▸ **TEXT EXCERPT**:
In other words (mine): It’s OK to kill a few civilians, applying this rule: The greater the strike’s value, the less civilians are worth (The civilians are foreign, of course. Slaying an American is murder).
How to reduce risks to civilians yet drop bombs on cities is not explained.
What is ‘excessive’?
In Korea, Indochina, Iraq, Afghanistan, and elsewhere, I figure that as many as 10 million civilians may have succumbed to U.S. force. If that toll is not excessive, what on earth is?
Did the alleged war crimes below not cause excessive casualties?
- The Air Force’s attack on a Baghdad shelter killed at least 408 civilians with “smart bombs” in 1991 during the first U.S. war on Iraq, under President Bush Senior.
- In two 2004 battles in Fallujah, Iraq, U.S.-led forces were accused of (1) killing 3,000+ civilians by targeting homes, those fleeing the city, and anything moving; (2) bombing a hospital and barring medical aid to the wounded; (3) imposing collective punishment for four contractors’ deaths.
- The predominantly U.S. bombing of Raqqa, Syria, in 2017, killed or wounded thousands of civilians. Many thousands of air raids and 30,000 artillery rounds, supposedly directed at ISIS, laid waste the city.
The Constitution (Article 6) regards U.S. treaties as federal law. They include The Hague rules of war on land (1907). These prohibit, among other misdeeds, “the attack or bombardment by whatever means of towns, villages, dwellings, or buildings which are undefended....”

▸ **EXERCISE 1**: In the excerpt on civilian casualties, how many civilians were killed in the 1991 Air Force attack on a Baghdad shelter?
▸ **EXERCISE 2**: Name every place the excerpt on civilian casualties lists where the writer estimates that as many as 10 million civilians may have died from U.S. force.

▸ **MATERIAL SHOWN**:
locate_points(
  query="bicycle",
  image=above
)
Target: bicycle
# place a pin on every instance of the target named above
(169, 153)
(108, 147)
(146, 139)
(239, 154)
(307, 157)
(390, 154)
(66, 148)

▸ **TASK RESPONSE 1**: At least 408 civilians.

▸ **TASK RESPONSE 2**: Korea, Indochina, Iraq, Afghanistan